** start of Information provided **
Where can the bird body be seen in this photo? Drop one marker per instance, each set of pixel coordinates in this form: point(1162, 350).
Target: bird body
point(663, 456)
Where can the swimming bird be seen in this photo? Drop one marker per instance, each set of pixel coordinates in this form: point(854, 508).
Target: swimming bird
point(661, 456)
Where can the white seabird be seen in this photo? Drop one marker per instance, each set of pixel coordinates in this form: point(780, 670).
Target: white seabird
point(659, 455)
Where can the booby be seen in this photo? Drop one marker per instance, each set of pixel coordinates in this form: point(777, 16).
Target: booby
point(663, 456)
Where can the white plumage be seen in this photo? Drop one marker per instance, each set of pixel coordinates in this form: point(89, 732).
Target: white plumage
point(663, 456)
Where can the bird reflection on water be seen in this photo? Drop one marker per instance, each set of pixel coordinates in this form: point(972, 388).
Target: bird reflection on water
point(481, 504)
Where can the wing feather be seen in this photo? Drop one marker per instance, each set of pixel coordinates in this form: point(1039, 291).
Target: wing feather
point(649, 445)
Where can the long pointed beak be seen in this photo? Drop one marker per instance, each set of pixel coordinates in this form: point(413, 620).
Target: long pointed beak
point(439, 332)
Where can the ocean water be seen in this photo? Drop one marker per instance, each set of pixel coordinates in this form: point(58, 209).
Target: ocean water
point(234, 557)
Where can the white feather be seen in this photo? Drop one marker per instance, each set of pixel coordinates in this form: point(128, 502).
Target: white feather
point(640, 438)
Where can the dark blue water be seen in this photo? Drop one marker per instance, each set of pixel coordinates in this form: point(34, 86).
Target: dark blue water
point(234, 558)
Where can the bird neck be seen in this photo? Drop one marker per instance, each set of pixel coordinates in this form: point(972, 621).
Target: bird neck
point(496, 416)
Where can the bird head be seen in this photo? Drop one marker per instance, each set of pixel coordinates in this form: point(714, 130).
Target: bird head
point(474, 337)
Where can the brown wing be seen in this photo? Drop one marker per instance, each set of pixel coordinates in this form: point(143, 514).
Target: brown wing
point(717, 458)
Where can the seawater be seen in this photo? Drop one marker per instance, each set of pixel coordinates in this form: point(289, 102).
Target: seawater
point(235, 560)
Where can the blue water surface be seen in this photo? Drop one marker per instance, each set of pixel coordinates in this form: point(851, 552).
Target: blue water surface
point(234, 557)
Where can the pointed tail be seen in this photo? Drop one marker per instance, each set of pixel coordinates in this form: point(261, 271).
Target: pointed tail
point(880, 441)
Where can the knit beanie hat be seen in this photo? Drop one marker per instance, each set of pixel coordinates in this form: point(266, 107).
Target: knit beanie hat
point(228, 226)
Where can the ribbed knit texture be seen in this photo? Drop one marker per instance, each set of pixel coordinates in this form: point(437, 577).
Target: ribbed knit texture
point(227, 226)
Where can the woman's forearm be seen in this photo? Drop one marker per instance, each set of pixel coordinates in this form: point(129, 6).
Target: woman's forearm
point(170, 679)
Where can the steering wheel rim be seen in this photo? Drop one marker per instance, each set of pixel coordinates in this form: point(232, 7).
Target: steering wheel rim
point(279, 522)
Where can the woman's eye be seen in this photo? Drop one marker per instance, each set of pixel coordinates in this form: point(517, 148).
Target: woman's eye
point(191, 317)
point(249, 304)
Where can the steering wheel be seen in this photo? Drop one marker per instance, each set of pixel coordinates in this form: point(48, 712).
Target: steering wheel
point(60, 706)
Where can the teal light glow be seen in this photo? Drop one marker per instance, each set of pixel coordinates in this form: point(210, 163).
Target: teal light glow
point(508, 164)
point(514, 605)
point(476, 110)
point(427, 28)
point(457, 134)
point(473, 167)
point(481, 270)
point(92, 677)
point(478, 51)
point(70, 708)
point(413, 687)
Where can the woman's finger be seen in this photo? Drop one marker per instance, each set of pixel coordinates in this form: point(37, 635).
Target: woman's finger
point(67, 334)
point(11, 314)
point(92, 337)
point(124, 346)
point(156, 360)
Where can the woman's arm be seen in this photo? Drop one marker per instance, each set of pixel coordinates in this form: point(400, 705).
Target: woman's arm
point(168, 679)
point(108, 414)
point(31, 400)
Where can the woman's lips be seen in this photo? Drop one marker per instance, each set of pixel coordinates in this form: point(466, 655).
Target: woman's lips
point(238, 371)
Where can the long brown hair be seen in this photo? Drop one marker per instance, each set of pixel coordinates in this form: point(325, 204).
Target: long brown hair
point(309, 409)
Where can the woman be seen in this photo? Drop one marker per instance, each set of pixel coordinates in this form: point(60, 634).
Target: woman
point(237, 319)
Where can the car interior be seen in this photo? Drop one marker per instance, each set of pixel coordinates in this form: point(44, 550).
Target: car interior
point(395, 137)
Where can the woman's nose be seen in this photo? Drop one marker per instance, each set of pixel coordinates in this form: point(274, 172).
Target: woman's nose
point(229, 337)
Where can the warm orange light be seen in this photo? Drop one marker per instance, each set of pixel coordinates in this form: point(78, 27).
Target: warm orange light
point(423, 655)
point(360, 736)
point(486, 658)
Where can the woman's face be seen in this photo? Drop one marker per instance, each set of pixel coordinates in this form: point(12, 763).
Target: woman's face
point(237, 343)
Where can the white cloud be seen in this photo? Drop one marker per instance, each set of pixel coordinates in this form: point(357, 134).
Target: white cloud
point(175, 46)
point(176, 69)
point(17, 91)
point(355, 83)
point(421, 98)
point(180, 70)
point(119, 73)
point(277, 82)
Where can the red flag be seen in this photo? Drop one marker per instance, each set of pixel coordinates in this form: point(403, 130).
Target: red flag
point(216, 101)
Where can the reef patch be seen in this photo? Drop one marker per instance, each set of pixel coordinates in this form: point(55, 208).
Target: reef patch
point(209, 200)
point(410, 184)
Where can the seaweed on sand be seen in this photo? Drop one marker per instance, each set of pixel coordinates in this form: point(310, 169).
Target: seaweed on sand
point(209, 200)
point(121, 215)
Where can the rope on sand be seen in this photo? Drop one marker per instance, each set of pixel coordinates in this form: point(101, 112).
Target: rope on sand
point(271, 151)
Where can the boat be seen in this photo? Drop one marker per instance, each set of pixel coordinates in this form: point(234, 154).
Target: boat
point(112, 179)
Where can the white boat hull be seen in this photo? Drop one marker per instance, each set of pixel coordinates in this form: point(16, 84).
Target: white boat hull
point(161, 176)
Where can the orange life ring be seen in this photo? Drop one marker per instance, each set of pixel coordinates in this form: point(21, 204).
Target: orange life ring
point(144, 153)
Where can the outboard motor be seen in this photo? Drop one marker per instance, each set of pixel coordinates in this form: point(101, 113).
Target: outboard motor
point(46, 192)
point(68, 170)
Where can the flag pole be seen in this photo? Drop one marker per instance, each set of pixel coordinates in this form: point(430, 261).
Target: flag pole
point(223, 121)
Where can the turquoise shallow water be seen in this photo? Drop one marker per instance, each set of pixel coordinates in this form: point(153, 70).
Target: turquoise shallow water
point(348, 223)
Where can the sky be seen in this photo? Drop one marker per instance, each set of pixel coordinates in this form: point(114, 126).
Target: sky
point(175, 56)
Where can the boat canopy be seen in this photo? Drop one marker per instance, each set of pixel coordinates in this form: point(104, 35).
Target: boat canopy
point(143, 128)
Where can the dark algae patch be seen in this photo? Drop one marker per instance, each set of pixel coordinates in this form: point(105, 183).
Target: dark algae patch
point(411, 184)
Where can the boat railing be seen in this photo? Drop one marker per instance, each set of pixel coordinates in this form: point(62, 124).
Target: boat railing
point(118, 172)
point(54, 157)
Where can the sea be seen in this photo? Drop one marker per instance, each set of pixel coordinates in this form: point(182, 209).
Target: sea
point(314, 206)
** end of Information provided **
# [Job]
Recast the lines of the listing from the line that contains "Where can the blue" through the line that contains "point(279, 522)", inclusive, as a Markdown table with the columns Row and Line. Number each line in the Row column and omit any blank lines.

# [Output]
| Row | Line |
|---|---|
| 1 | Where can the blue water surface be seen in this photo? Drop one marker per instance, each set of pixel coordinates in this form: point(851, 552). |
| 2 | Target: blue water surface |
| 3 | point(234, 557) |
| 4 | Where can the pointed tail be seen in this photo? Drop one marker per instance, each set of pixel coordinates in this form: point(261, 271). |
| 5 | Target: pointed tail |
| 6 | point(880, 441) |
| 7 | Where can the knit beanie hat be seen in this photo? Drop one marker per instance, each set of pixel coordinates in this form: point(266, 107). |
| 8 | Target: knit beanie hat |
| 9 | point(228, 226) |
| 10 | Where can the ribbed knit texture be seen in this photo? Drop one marker per instance, each set of pixel coordinates in this form: point(437, 577). |
| 11 | Target: ribbed knit texture |
| 12 | point(227, 226) |
| 13 | Where can the woman's forearm be seen in this photo? Drop one marker per instance, each set of pixel coordinates in this form: point(129, 6). |
| 14 | Target: woman's forearm |
| 15 | point(170, 679) |
| 16 | Where can the steering wheel rim be seen in this photo? Drop one marker per instance, each set of pixel coordinates in this form: point(232, 7). |
| 17 | Target: steering wheel rim |
| 18 | point(279, 522) |